── Dostarczony materiał ──

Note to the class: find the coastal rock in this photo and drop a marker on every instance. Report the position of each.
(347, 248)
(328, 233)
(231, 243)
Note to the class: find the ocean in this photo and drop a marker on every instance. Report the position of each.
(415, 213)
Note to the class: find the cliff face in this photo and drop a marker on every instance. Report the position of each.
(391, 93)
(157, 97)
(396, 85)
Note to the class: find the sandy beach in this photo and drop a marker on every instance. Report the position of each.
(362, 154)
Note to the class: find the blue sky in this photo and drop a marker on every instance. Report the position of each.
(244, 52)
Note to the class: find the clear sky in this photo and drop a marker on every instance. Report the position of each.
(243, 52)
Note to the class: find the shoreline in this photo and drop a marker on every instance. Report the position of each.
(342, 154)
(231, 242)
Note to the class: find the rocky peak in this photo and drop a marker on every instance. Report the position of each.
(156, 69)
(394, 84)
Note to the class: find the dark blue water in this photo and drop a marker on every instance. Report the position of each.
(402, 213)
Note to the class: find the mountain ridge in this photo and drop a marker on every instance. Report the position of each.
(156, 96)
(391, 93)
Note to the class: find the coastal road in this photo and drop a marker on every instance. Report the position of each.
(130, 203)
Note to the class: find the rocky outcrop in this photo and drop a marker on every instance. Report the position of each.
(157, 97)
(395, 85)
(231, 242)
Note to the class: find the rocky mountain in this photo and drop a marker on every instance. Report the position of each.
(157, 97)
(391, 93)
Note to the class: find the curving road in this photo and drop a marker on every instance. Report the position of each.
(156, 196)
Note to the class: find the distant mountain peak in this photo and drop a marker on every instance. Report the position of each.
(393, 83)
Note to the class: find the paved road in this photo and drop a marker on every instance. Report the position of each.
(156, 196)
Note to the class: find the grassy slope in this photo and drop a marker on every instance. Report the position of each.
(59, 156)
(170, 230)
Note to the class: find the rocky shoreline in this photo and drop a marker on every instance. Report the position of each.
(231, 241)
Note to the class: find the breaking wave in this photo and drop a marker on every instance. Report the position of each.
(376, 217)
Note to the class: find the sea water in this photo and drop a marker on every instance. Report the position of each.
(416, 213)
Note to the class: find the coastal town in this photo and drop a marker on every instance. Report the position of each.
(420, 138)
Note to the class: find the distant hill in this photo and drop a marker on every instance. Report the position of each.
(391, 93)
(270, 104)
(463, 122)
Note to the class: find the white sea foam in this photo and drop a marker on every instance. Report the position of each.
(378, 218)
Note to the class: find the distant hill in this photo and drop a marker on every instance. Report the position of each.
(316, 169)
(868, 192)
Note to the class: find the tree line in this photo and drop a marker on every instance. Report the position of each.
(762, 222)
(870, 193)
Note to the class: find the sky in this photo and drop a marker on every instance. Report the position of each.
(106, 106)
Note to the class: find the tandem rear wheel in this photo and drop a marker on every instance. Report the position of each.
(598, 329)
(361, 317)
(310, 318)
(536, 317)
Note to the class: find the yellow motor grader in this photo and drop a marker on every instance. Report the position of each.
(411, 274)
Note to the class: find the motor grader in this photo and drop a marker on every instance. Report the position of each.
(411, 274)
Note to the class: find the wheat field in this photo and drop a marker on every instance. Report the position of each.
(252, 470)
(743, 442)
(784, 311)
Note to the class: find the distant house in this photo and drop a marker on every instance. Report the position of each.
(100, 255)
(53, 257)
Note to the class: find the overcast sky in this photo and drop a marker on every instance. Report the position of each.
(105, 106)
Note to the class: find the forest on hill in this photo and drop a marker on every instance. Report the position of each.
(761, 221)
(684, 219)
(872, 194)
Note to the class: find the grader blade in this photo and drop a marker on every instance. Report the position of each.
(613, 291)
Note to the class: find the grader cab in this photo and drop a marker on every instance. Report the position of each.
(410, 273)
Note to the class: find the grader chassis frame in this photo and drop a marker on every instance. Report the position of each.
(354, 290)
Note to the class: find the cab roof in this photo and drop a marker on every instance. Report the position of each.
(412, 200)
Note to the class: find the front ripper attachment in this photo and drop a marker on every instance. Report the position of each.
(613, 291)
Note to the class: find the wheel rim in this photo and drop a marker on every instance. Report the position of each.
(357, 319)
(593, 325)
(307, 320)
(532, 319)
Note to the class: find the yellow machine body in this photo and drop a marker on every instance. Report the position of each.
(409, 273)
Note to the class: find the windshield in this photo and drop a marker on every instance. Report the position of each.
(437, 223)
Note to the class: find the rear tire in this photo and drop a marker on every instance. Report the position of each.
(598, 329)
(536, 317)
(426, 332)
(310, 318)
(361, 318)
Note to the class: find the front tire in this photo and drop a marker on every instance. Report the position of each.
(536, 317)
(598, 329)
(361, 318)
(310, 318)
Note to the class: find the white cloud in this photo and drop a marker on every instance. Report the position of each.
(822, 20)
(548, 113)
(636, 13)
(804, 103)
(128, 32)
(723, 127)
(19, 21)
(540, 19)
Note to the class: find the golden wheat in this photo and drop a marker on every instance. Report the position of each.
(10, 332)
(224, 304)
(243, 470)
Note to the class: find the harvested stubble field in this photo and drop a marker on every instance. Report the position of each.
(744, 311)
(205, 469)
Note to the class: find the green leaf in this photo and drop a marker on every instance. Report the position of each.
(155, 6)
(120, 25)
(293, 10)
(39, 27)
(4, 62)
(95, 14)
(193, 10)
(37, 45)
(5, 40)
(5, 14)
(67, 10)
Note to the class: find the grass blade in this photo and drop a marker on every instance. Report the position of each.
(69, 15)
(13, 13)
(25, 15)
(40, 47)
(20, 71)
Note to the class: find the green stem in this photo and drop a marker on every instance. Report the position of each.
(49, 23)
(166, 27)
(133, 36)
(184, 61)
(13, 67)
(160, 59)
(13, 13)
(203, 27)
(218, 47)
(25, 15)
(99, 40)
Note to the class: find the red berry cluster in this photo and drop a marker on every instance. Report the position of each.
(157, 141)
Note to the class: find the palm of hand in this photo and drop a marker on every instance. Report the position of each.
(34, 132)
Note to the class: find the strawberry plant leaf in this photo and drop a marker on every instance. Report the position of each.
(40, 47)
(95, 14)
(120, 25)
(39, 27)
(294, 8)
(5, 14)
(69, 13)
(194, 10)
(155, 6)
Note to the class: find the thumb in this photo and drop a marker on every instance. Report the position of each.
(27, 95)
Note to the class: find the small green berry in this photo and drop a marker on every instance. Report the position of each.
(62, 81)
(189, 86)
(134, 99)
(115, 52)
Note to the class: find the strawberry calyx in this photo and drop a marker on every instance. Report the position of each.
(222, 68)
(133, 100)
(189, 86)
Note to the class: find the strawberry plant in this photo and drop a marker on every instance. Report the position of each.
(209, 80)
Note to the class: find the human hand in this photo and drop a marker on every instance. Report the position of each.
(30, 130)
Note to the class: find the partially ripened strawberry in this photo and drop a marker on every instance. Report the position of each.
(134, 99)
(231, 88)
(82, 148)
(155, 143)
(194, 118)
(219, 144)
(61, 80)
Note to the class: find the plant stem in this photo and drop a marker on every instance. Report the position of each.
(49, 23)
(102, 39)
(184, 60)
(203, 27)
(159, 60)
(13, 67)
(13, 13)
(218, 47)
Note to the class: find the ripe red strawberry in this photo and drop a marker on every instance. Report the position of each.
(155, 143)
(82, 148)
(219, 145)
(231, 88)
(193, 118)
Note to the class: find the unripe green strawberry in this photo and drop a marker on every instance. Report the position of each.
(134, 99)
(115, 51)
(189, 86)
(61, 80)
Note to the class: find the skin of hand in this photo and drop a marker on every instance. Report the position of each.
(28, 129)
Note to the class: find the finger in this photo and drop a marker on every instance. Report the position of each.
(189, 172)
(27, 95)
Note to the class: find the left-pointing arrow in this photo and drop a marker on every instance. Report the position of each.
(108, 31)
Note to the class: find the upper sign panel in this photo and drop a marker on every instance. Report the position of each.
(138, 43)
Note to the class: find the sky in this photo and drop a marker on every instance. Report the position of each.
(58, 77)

───

◆ **Wymagania**: Przedstaw materiał jako CSV z dwiema kolumnami, „tekst” i „wynik”. Zacznij od linii zawierającej „Note to the class: find the left-pointing”, skończ na końcu materiału i daj jeden wiersz na każdy tekst z jego odpowiedzią, z oboma polami w cudzysłowach i podziałami linii zamienionymi na spacje.

◆ **Gotowe zadanie**:
tekst,wynik
"Note to the class: find the left-pointing arrow in this photo and drop a marker on every instance. Report the position of each.","(108, 31)"
"Note to the class: find the upper sign panel in this photo and drop a marker on every instance. Report the position of each.","(138, 43)"
"Note to the class: find the sky in this photo and drop a marker on every instance. Report the position of each.","(58, 77)"